*Provided passage*
It’s not a given that NHL players will skate in the next Olympics, but signs are pointing to a return. IIHF president René Fasel previously made it “his mission” to bring the NHL back to the Olympic stage and there have been signs of progress since.
Plus, the NHL played preseason games in China to understand the country’s appetite for hockey, which is another favorable sign for Sidney Crosby and company.
With the next Winter Games two years out, what might Canada’s roster look like? Let’s dive in.
Projected 2022 Canadian Olympic Team Roster
Here’s how Canada’s 2022 Men’s Hockey team might look, assuming the NHL allows its players to participate in the Winter Olympics:
|Steven Stamkos||Sidney Crosby||Nathan MacKinnon|
|Taylor Hall||Connor McDavid||Mark Schiefele|
|Mitch Marner||Ryan O’Reilly||Mark Stone|
|Brayden Point||Patrice Bergeron||John Tavares|
|Mathew Barzal||Jonathan Toews|
|Morgan Rielly||Dougie Hamilton||Carey Price|
|Cale Makar||Shea Weber||Jordan Binnington|
|Drew Doughty||Alex Pietrangelo||Carter Hart|
|Thomas Chabot||Aaron Ekblad|
Olympic Roster Breakdown
Most on the roster have some sort of international experience, but for Cale Makar, Brayden Point, and Dougie Hamilton, this will be their first major tournament with the world watching.
- Players from 2014 Olympic Games: 9
- Players from 2016 World Cup of Hockey (Team Canada): 10
- Players from 2016 World Cup of Hockey (Team North America): 5
- Players with no international experience*: 7
*Excluding World Junior Championship tournaments and year-end World Championships.

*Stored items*
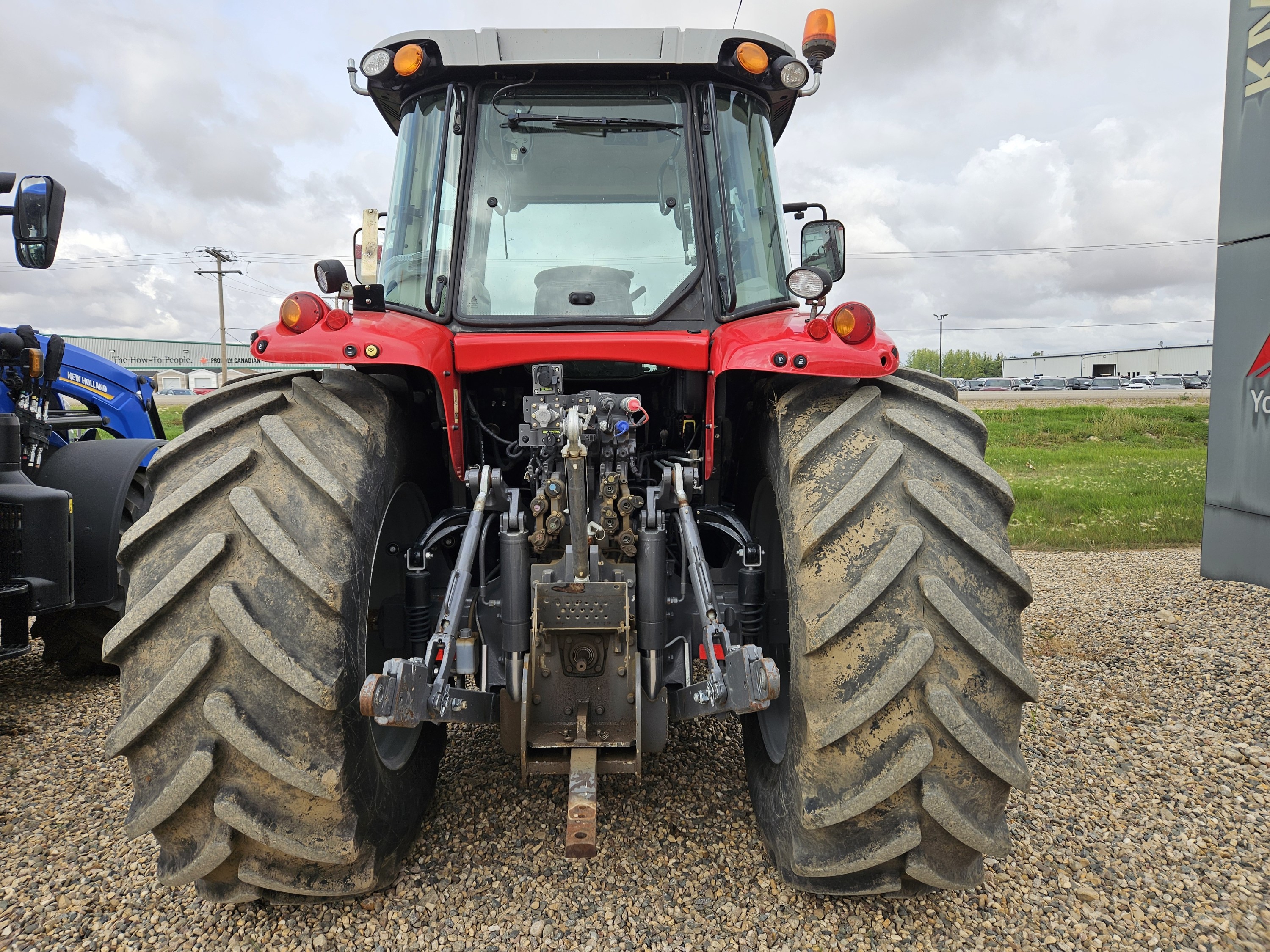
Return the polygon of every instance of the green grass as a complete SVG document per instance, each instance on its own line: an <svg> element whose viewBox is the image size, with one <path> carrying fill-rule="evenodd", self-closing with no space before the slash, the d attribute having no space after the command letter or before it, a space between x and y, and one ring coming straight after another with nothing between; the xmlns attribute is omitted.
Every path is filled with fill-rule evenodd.
<svg viewBox="0 0 1270 952"><path fill-rule="evenodd" d="M1015 490L1020 548L1198 545L1208 406L977 410Z"/></svg>

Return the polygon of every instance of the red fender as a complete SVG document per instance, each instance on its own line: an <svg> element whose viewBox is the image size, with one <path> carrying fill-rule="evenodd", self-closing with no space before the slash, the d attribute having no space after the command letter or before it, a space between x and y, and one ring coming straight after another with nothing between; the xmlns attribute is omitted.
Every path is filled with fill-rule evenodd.
<svg viewBox="0 0 1270 952"><path fill-rule="evenodd" d="M323 305L325 308L325 305ZM331 315L338 315L331 320ZM464 429L458 373L561 360L657 363L683 371L707 371L704 470L714 470L715 381L728 371L767 371L808 377L883 377L895 369L890 338L875 333L861 344L846 344L829 333L815 340L806 333L809 315L795 311L743 317L712 334L681 330L460 333L395 311L324 310L321 320L300 334L281 322L260 330L251 345L257 357L276 363L376 364L422 367L437 381L446 413L450 458L464 476ZM333 327L331 325L339 325ZM367 355L367 348L373 357ZM799 366L801 364L801 366Z"/></svg>
<svg viewBox="0 0 1270 952"><path fill-rule="evenodd" d="M331 315L339 316L331 321ZM337 329L330 326L344 316L343 311L329 311L319 324L300 334L281 322L269 325L257 334L251 350L262 360L277 363L342 363L368 369L395 363L424 368L437 381L437 393L446 411L450 459L461 480L464 415L458 411L455 335L439 324L395 311L353 311L347 315L347 324ZM375 357L367 357L367 348Z"/></svg>

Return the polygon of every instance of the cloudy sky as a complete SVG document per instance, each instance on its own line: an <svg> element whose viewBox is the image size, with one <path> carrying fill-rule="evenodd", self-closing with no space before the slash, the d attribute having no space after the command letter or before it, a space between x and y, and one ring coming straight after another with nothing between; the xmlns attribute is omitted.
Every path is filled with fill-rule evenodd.
<svg viewBox="0 0 1270 952"><path fill-rule="evenodd" d="M243 259L226 308L246 340L311 288L312 260L349 255L361 208L387 203L395 140L349 91L349 57L405 29L718 28L737 14L735 0L5 9L0 169L53 175L69 199L52 269L0 253L3 322L190 340L217 324L190 253ZM1007 354L1210 340L1212 244L961 253L1213 239L1224 0L833 10L839 52L777 146L785 201L846 225L855 255L833 298L869 303L906 350L933 347L933 312L949 314L946 348ZM743 0L737 25L796 46L805 13Z"/></svg>

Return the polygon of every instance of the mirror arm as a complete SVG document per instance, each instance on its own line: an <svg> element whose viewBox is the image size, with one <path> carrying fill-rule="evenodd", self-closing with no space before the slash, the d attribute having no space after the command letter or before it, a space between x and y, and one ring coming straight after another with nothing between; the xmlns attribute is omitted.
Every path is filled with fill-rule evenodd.
<svg viewBox="0 0 1270 952"><path fill-rule="evenodd" d="M785 204L781 206L781 211L785 212L785 215L794 212L795 218L801 218L803 213L806 212L808 208L819 208L820 221L829 220L828 209L819 202L785 202Z"/></svg>
<svg viewBox="0 0 1270 952"><path fill-rule="evenodd" d="M819 81L820 77L817 76L817 83ZM348 61L348 85L351 85L353 88L353 91L357 93L357 95L359 96L368 96L371 94L371 90L362 89L361 86L357 85L357 62L353 60Z"/></svg>
<svg viewBox="0 0 1270 952"><path fill-rule="evenodd" d="M437 159L437 173L432 180L432 232L428 236L428 278L423 286L423 303L428 308L428 314L437 314L441 310L439 296L436 303L432 301L432 281L437 273L437 232L441 226L441 190L446 182L446 155L450 151L450 119L453 116L457 98L458 91L455 89L455 84L451 83L446 90L446 116L441 121L441 156Z"/></svg>
<svg viewBox="0 0 1270 952"><path fill-rule="evenodd" d="M799 99L803 96L814 96L820 90L820 63L819 57L812 57L808 61L808 66L812 67L812 85L798 91Z"/></svg>

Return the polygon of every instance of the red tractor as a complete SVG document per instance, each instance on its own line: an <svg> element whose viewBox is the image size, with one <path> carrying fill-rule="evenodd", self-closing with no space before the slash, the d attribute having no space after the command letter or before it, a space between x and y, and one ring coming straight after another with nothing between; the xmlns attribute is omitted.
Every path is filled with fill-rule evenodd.
<svg viewBox="0 0 1270 952"><path fill-rule="evenodd" d="M206 899L391 883L446 725L639 777L737 715L772 863L823 894L966 889L1027 786L1031 598L978 416L826 310L843 226L773 143L833 53L728 30L414 32L361 62L398 136L359 273L189 407L124 537L128 831ZM805 62L804 62L805 60ZM820 209L789 270L785 218ZM382 241L378 221L384 223ZM808 302L800 310L796 298Z"/></svg>

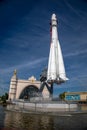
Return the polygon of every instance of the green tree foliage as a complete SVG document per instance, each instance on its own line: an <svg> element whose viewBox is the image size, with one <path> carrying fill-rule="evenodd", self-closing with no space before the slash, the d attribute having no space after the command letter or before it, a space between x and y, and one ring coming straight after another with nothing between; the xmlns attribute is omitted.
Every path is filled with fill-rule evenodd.
<svg viewBox="0 0 87 130"><path fill-rule="evenodd" d="M62 100L65 99L65 93L66 93L66 92L63 92L63 93L61 93L61 94L59 95L60 99L62 99Z"/></svg>

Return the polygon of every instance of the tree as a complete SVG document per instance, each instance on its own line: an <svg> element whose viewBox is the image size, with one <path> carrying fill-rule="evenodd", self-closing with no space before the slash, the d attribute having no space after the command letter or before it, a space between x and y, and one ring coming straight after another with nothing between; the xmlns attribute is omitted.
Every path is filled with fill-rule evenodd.
<svg viewBox="0 0 87 130"><path fill-rule="evenodd" d="M65 99L65 93L66 93L66 92L63 92L63 93L61 93L61 94L59 95L60 99L62 99L62 100Z"/></svg>

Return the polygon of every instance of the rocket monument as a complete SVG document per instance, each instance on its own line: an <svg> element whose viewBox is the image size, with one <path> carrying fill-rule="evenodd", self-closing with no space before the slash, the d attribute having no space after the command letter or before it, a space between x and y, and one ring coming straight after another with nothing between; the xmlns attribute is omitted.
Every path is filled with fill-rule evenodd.
<svg viewBox="0 0 87 130"><path fill-rule="evenodd" d="M47 82L61 84L68 78L66 77L62 51L58 39L57 18L52 14L51 18L51 45L47 70Z"/></svg>

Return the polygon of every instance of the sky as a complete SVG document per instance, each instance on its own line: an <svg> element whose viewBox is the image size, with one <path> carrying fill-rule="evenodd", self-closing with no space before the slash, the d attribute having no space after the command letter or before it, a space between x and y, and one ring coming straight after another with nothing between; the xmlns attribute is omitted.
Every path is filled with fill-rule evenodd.
<svg viewBox="0 0 87 130"><path fill-rule="evenodd" d="M0 95L15 69L18 79L39 80L48 66L53 13L69 78L54 84L54 95L87 91L87 0L0 0Z"/></svg>

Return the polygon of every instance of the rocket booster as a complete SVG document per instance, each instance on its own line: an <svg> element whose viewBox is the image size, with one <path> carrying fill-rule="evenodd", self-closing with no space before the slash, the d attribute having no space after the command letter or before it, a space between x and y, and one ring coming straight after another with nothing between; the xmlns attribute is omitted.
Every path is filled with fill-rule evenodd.
<svg viewBox="0 0 87 130"><path fill-rule="evenodd" d="M57 18L53 14L51 18L51 46L48 61L47 81L48 83L63 83L66 77L64 61L57 33Z"/></svg>

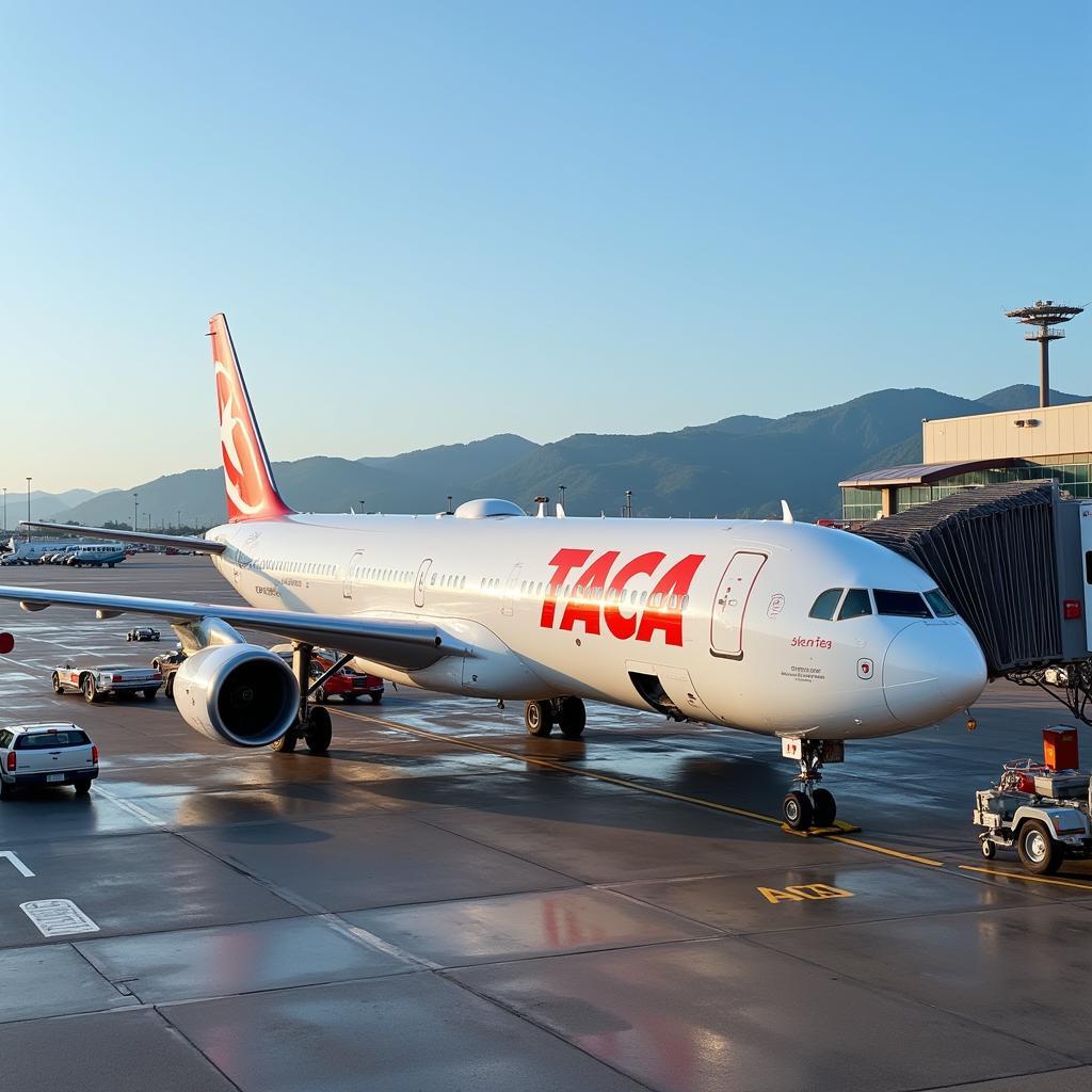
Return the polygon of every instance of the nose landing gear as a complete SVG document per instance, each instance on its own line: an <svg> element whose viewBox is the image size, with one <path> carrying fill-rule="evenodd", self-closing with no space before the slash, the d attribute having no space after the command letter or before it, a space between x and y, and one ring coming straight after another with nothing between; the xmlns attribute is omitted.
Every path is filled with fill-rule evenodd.
<svg viewBox="0 0 1092 1092"><path fill-rule="evenodd" d="M579 739L584 734L586 715L580 698L550 698L529 701L523 711L523 722L529 736L545 738L556 724L566 739Z"/></svg>
<svg viewBox="0 0 1092 1092"><path fill-rule="evenodd" d="M823 762L841 762L845 748L840 739L783 738L781 753L800 764L796 779L799 788L788 793L781 803L781 815L792 830L832 827L838 816L834 796L819 787Z"/></svg>

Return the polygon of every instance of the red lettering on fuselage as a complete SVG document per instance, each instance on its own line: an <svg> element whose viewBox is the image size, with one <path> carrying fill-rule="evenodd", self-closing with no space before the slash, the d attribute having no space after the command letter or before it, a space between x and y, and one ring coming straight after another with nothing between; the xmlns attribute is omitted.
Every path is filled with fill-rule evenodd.
<svg viewBox="0 0 1092 1092"><path fill-rule="evenodd" d="M638 577L654 577L667 555L660 550L641 554L626 561L612 578L610 570L620 551L607 550L583 569L570 590L567 581L591 556L592 551L585 549L557 551L550 561L554 575L546 584L538 625L554 629L557 600L563 596L566 606L559 629L571 631L579 624L584 633L598 636L601 621L605 621L609 634L620 641L636 639L651 643L658 631L664 644L681 646L682 603L705 555L689 554L676 561L658 578L651 593L642 593L640 605L634 602L636 591L628 585ZM627 605L632 609L626 610Z"/></svg>
<svg viewBox="0 0 1092 1092"><path fill-rule="evenodd" d="M690 554L665 572L649 596L649 609L637 628L639 641L651 641L655 630L664 634L664 644L682 645L682 596L690 594L690 582L704 554Z"/></svg>
<svg viewBox="0 0 1092 1092"><path fill-rule="evenodd" d="M617 560L618 550L607 550L581 573L580 580L572 585L572 598L561 615L561 629L572 629L579 621L584 627L585 633L598 633L600 601L607 586L610 566Z"/></svg>
<svg viewBox="0 0 1092 1092"><path fill-rule="evenodd" d="M557 593L561 591L569 573L578 566L583 565L590 557L590 549L559 549L554 555L550 566L554 568L554 575L546 585L546 598L543 600L543 614L538 619L538 625L543 629L554 628L554 612L557 609Z"/></svg>
<svg viewBox="0 0 1092 1092"><path fill-rule="evenodd" d="M631 615L621 613L620 606L626 602L626 585L634 577L651 577L667 557L660 550L642 554L627 561L616 573L607 589L607 602L603 606L603 620L607 629L620 641L628 641L637 632L637 612Z"/></svg>

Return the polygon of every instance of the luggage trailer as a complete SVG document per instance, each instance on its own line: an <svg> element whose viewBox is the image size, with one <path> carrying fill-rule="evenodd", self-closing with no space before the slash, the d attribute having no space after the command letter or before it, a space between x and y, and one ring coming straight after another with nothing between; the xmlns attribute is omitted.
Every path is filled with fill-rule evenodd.
<svg viewBox="0 0 1092 1092"><path fill-rule="evenodd" d="M1044 761L1006 762L996 785L975 793L982 855L1016 850L1030 873L1047 876L1069 858L1092 857L1092 778L1078 767L1077 732L1043 732ZM1059 768L1060 767L1060 768Z"/></svg>

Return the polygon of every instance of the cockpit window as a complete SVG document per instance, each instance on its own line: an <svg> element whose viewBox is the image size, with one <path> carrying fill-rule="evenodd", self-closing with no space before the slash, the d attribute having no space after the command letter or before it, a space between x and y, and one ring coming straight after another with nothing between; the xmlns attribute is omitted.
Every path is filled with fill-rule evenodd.
<svg viewBox="0 0 1092 1092"><path fill-rule="evenodd" d="M838 609L839 601L842 598L842 587L828 587L826 592L820 592L811 609L808 612L809 618L823 618L830 621Z"/></svg>
<svg viewBox="0 0 1092 1092"><path fill-rule="evenodd" d="M875 595L879 614L898 615L901 618L933 617L918 592L891 592L877 587Z"/></svg>
<svg viewBox="0 0 1092 1092"><path fill-rule="evenodd" d="M838 620L843 621L846 618L860 618L871 613L873 602L868 597L868 590L865 587L851 587L845 593L842 609L838 613Z"/></svg>
<svg viewBox="0 0 1092 1092"><path fill-rule="evenodd" d="M925 602L933 607L933 613L938 618L951 618L956 614L956 608L945 598L943 592L939 587L926 592Z"/></svg>

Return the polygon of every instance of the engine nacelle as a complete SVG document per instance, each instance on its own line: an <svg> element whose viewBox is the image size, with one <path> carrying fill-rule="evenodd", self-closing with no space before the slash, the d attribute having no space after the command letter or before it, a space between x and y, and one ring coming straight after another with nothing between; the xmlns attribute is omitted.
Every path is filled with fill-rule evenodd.
<svg viewBox="0 0 1092 1092"><path fill-rule="evenodd" d="M233 747L265 747L299 713L292 668L259 644L216 644L182 661L175 704L201 735Z"/></svg>

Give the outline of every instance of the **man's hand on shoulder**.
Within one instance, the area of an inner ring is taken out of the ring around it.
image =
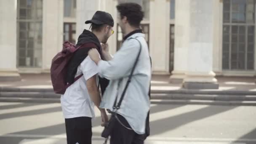
[[[91,59],[97,64],[98,64],[98,63],[101,60],[99,53],[98,51],[95,48],[93,48],[89,51],[88,55],[90,56]]]

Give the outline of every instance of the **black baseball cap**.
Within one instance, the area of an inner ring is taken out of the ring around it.
[[[111,15],[102,11],[97,11],[92,19],[85,21],[85,24],[93,23],[96,24],[107,24],[114,27],[114,19]]]

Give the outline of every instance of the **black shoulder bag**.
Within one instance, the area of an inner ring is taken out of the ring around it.
[[[139,58],[139,56],[140,56],[141,52],[141,44],[139,41],[139,40],[138,40],[137,39],[136,39],[136,38],[132,38],[135,39],[139,42],[139,45],[140,45],[139,51],[138,54],[138,56],[137,56],[137,58],[136,58],[136,60],[134,63],[134,64],[133,65],[133,66],[132,67],[131,72],[129,76],[129,78],[128,79],[128,80],[127,81],[127,82],[126,83],[126,85],[125,85],[125,86],[123,90],[123,93],[122,93],[121,98],[120,98],[120,99],[119,100],[119,101],[118,102],[117,105],[116,104],[117,104],[117,101],[118,96],[117,96],[115,98],[115,101],[114,105],[113,106],[113,108],[114,109],[113,112],[111,112],[110,110],[109,110],[109,109],[108,109],[108,112],[109,112],[111,113],[111,117],[110,117],[110,119],[109,119],[109,123],[108,123],[107,125],[105,127],[105,128],[104,128],[103,131],[101,133],[101,137],[103,137],[106,139],[105,140],[105,142],[104,143],[104,144],[107,144],[107,142],[109,136],[110,135],[111,132],[113,130],[113,128],[114,128],[115,123],[116,123],[117,120],[119,121],[118,118],[117,118],[117,111],[120,109],[120,106],[121,106],[121,104],[122,103],[122,101],[123,101],[123,99],[125,94],[125,92],[126,92],[127,88],[128,88],[128,86],[129,86],[129,84],[131,80],[133,72],[134,71],[134,69],[135,69],[135,67],[136,67],[136,65],[137,65],[137,64],[138,63]]]

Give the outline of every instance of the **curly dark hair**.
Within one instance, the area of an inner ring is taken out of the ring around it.
[[[126,16],[131,26],[139,27],[141,21],[144,17],[144,12],[142,11],[141,6],[133,3],[122,3],[117,6],[117,8],[120,13],[121,19]]]

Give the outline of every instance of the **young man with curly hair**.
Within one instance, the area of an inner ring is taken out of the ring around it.
[[[151,78],[148,47],[140,28],[144,13],[141,7],[135,3],[121,3],[117,8],[118,24],[125,35],[121,47],[113,57],[109,53],[104,56],[107,61],[101,59],[96,49],[90,50],[88,54],[98,65],[100,75],[110,80],[100,107],[113,112],[116,97],[118,101],[141,50],[131,80],[117,111],[110,144],[144,144],[148,135],[145,128],[150,107],[148,94]]]

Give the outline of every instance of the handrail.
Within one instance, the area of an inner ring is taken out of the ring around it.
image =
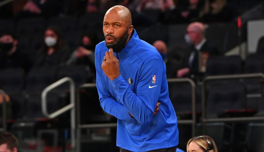
[[[246,121],[264,120],[264,117],[234,117],[227,118],[216,118],[207,119],[206,118],[205,111],[205,85],[206,82],[208,80],[217,80],[223,79],[235,79],[239,78],[251,78],[260,77],[264,79],[264,74],[262,73],[252,73],[248,74],[241,74],[232,75],[219,75],[210,76],[206,77],[203,80],[202,86],[202,115],[203,124],[204,124],[207,122],[228,121]],[[204,127],[203,127],[204,128]],[[204,130],[203,132],[204,133]]]
[[[169,79],[167,80],[168,83],[187,82],[189,83],[192,86],[192,120],[180,120],[178,121],[179,124],[192,124],[192,135],[194,136],[195,132],[195,123],[196,122],[195,117],[195,85],[193,81],[190,79],[188,78],[173,78]],[[96,85],[95,83],[86,83],[83,84],[79,87],[77,94],[77,110],[78,111],[80,111],[80,89],[81,88],[92,88],[96,87]],[[78,127],[79,128],[90,128],[97,127],[116,127],[116,125],[113,125],[112,123],[99,124],[80,124],[80,115],[78,113],[77,114],[77,124]]]
[[[4,131],[7,130],[7,113],[6,113],[6,93],[2,90],[0,89],[0,94],[3,96],[3,127],[0,128],[1,130]]]
[[[192,86],[192,114],[191,120],[179,120],[178,124],[192,124],[192,135],[193,137],[195,135],[195,123],[196,123],[196,103],[195,103],[195,84],[193,81],[189,78],[175,78],[168,79],[167,79],[168,83],[171,82],[184,82],[189,83]],[[177,113],[177,111],[176,111]]]
[[[0,7],[3,6],[4,5],[6,4],[7,4],[9,2],[11,2],[13,1],[14,1],[14,0],[6,0],[5,1],[1,2],[0,2]]]
[[[47,96],[48,93],[52,90],[67,81],[70,82],[71,103],[51,114],[49,114],[48,112],[47,106]],[[75,85],[74,82],[71,78],[69,77],[65,77],[46,87],[43,90],[41,94],[42,113],[47,117],[53,118],[69,110],[71,110],[71,145],[73,147],[75,146]]]

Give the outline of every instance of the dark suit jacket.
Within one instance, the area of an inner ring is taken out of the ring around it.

*Brief*
Copy out the full text on the projected Canadian Olympic hockey roster without changing anything. The records stand apart from the text and have no connection to it.

*Response to this exercise*
It’s not a given that NHL players will skate in the next Olympics, but signs are pointing to a return. IIHF president René Fasel previously made it “his mission” to bring the NHL back to the Olympic stage and there have been signs of progress since.
Plus, the NHL played preseason games in China to understand the country’s appetite for hockey, which is another favorable sign for Sidney Crosby and company.
With the next Winter Games two years out, what might Canada’s roster look like? Let’s dive in.
Projected 2022 Canadian Olympic Team Roster
Here’s how Canada’s 2022 Men’s Hockey team might look, assuming the NHL allows its players to participate in the Winter Olympics:
|Steven Stamkos||Sidney Crosby||Nathan MacKinnon|
|Taylor Hall||Connor McDavid||Mark Schiefele|
|Mitch Marner||Ryan O’Reilly||Mark Stone|
|Brayden Point||Patrice Bergeron||John Tavares|
|Mathew Barzal||Jonathan Toews|
|Morgan Rielly||Dougie Hamilton||Carey Price|
|Cale Makar||Shea Weber||Jordan Binnington|
|Drew Doughty||Alex Pietrangelo||Carter Hart|
|Thomas Chabot||Aaron Ekblad|
Olympic Roster Breakdown
Most on the roster have some sort of international experience, but for Cale Makar, Brayden Point, and Dougie Hamilton, this will be their first major tournament with the world watching.
- Players from 2014 Olympic Games: 9
- Players from 2016 World Cup of Hockey (Team Canada): 10
- Players from 2016 World Cup of Hockey (Team North America): 5
- Players with no international experience*: 7
*Excluding World Junior Championship tournaments and year-end World Championships.